DATA SUPPLIED =>
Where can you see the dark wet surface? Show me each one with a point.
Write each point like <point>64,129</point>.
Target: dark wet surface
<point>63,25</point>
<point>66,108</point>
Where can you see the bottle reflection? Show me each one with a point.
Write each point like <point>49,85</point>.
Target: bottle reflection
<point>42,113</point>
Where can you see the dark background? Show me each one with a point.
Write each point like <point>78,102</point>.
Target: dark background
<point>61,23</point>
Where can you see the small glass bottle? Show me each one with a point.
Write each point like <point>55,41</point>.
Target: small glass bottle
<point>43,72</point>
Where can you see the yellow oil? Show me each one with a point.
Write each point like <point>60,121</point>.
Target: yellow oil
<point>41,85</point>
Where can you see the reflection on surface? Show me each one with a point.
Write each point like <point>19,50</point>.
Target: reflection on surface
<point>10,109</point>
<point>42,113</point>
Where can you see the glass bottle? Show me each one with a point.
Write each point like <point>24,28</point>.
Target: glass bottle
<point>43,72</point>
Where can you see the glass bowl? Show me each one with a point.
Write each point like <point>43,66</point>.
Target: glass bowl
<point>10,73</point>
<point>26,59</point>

==

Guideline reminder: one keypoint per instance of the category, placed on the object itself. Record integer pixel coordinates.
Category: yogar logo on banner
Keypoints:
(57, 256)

...

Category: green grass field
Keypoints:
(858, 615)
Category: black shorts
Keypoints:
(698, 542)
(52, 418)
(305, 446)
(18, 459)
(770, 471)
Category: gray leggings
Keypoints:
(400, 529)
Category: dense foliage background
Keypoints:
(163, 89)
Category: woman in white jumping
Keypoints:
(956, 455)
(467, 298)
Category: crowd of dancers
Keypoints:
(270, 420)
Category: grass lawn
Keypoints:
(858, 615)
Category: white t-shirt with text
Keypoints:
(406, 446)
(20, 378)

WHAT YOU HAVE TO DO => Every line above that holds the word "like" should be copied out.

WRITTEN REPLY =>
Write each point like <point>64,129</point>.
Write each point like <point>49,85</point>.
Write each point like <point>78,102</point>.
Write each point like <point>55,41</point>.
Write each point like <point>60,121</point>.
Write each point like <point>19,50</point>.
Write each point like <point>24,28</point>.
Write each point like <point>43,66</point>.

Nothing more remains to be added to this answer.